REQUIRED ACTION
Only the lines from the one with "Teacher note: indicate the cloud" to the end of the data below should be given again, exactly as written.

(Beginning of STUDY MATERIAL)

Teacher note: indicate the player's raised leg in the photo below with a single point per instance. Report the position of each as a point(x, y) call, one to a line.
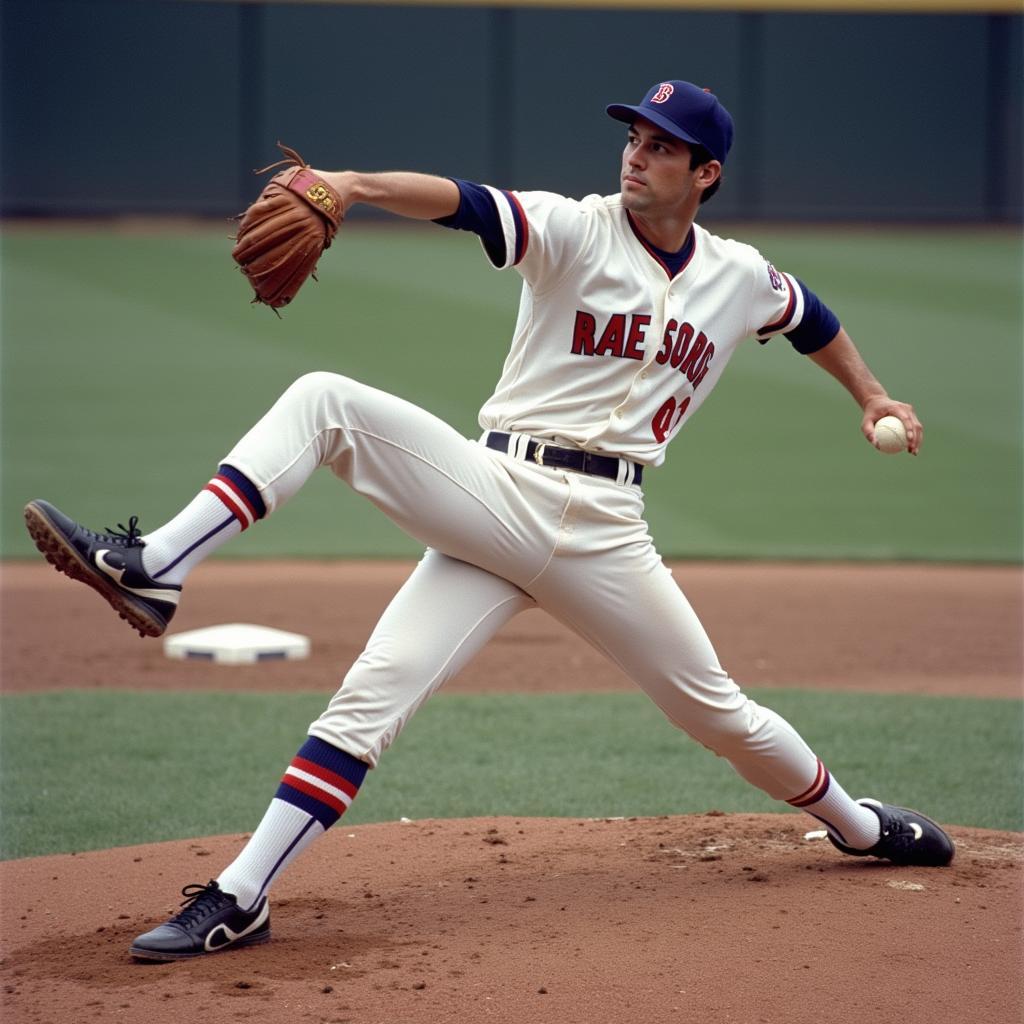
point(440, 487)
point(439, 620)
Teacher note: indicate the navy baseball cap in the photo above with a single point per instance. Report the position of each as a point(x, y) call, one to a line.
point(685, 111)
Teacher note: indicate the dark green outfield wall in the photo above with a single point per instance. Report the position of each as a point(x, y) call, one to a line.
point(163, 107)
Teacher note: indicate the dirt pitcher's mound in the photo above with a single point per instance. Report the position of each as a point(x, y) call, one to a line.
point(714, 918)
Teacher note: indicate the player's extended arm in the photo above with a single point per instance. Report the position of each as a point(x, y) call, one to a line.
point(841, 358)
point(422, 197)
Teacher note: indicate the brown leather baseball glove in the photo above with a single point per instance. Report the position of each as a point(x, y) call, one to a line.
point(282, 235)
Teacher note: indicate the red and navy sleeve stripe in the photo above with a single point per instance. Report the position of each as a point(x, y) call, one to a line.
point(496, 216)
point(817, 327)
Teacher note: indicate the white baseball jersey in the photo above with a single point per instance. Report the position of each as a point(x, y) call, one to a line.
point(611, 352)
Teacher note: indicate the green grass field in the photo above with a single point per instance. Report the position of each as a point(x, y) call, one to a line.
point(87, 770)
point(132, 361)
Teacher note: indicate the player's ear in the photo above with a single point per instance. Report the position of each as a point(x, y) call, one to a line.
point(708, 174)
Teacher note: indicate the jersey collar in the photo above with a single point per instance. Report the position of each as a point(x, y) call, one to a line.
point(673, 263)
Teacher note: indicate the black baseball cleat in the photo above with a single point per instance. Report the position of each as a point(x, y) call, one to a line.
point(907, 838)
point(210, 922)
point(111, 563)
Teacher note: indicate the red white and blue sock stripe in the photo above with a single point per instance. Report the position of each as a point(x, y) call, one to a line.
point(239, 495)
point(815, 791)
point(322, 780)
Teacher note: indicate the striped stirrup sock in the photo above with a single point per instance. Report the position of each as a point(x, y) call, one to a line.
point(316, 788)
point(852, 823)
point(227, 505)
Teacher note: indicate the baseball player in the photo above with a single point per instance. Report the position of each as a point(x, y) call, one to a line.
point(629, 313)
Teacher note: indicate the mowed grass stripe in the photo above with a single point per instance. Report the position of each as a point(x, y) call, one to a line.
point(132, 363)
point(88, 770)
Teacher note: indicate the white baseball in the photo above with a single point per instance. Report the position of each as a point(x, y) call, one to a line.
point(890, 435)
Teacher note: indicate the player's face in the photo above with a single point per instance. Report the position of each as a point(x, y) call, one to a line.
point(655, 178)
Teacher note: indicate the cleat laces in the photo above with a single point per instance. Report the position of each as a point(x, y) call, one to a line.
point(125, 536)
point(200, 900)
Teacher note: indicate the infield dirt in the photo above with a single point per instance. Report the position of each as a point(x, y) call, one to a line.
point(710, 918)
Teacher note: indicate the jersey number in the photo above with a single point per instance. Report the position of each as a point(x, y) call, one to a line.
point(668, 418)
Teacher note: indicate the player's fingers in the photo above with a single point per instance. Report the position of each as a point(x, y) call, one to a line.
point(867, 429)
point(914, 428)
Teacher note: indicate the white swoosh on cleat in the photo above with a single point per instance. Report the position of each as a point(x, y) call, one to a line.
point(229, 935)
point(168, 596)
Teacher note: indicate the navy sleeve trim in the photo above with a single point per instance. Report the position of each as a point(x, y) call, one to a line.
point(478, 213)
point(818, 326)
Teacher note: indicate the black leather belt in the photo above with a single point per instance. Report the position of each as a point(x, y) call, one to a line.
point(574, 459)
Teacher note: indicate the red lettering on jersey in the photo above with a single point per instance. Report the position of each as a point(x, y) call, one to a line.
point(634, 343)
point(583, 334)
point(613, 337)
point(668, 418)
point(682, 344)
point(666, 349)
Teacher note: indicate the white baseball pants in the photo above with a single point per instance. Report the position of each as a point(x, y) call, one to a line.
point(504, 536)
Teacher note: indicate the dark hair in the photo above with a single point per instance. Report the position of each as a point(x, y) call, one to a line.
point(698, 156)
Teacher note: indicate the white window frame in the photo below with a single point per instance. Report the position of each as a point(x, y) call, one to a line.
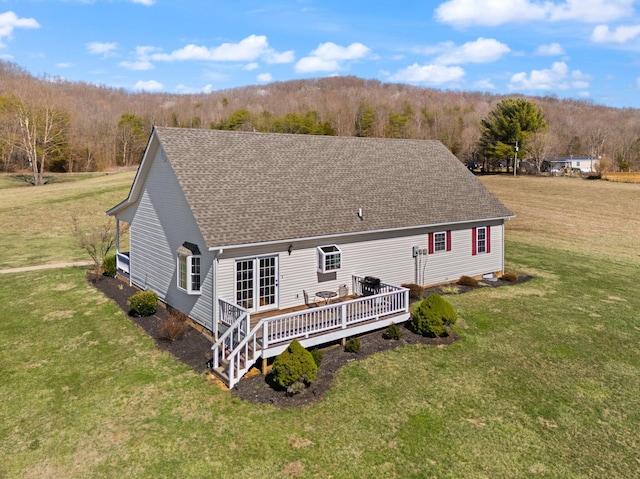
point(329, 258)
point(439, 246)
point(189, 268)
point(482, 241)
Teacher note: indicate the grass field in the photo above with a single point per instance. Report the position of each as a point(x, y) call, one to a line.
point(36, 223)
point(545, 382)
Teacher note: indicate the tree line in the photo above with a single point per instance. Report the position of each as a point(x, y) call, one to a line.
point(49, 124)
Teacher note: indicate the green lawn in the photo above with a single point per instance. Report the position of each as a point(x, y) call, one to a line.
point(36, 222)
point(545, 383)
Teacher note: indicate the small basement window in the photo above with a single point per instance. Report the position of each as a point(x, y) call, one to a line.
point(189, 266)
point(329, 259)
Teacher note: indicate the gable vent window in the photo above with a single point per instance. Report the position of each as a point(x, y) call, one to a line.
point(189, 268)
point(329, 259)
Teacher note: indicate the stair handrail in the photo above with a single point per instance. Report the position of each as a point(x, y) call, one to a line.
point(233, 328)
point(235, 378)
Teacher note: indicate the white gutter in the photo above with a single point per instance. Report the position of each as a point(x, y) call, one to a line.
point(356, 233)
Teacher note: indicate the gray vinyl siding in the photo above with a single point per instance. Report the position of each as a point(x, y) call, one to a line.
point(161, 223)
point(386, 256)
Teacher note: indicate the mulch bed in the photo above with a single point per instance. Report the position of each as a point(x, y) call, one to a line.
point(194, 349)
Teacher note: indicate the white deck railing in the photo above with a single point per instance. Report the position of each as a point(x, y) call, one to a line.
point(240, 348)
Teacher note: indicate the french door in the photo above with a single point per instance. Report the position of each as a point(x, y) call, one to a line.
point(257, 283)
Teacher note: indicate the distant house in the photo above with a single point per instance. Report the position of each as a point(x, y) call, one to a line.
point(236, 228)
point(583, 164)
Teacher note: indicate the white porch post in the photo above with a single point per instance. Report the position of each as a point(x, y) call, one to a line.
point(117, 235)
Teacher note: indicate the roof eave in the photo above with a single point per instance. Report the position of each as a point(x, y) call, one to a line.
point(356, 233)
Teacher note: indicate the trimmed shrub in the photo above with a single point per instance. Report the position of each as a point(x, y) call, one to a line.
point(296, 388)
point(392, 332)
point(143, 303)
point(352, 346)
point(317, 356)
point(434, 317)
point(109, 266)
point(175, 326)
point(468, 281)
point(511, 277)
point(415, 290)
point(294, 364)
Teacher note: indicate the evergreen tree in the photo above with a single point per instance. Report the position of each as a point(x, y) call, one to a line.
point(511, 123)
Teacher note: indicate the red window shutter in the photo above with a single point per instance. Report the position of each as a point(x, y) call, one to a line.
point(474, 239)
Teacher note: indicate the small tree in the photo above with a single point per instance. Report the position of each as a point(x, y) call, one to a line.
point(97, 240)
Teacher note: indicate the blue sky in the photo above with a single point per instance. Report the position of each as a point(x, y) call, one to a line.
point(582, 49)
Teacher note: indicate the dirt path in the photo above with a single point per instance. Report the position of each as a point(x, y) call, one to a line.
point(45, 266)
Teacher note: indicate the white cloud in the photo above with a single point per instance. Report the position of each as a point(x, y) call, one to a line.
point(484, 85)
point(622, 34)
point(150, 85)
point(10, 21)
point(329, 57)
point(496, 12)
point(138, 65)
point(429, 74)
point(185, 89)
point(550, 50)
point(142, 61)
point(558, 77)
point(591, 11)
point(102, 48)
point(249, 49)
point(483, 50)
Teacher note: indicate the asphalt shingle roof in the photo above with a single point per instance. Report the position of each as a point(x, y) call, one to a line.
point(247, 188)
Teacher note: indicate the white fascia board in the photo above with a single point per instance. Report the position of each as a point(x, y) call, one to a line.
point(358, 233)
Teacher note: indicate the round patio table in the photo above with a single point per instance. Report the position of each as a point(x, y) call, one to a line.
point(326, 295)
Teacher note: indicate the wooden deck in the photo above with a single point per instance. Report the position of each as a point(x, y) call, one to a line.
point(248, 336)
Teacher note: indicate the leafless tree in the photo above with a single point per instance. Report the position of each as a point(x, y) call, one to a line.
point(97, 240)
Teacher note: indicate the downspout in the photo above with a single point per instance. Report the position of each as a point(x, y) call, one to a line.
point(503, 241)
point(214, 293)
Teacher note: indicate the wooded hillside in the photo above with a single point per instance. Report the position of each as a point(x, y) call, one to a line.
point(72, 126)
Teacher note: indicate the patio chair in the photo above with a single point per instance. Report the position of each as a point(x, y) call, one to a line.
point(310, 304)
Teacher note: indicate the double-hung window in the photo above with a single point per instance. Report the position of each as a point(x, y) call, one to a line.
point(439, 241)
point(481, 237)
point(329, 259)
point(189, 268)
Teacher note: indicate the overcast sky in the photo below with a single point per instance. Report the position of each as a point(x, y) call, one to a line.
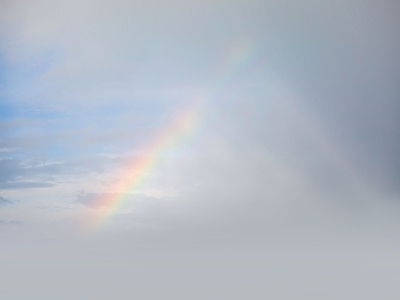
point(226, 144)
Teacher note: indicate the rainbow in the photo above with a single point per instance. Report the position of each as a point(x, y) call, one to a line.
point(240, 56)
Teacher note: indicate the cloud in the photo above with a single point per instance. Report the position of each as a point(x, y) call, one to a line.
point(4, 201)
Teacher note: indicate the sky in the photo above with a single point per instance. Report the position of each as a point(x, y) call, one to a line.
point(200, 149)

(End of STUDY MATERIAL)

RESULT
Teacher note: indicate the cloud in the photo above with a single point per instance. Report the position of each as a point(x, y) call, one to a line.
point(4, 201)
Teacher note: indicate the sky in the photo above with a single point per instance. Report the position of each as a point(x, y) call, one to a line.
point(200, 149)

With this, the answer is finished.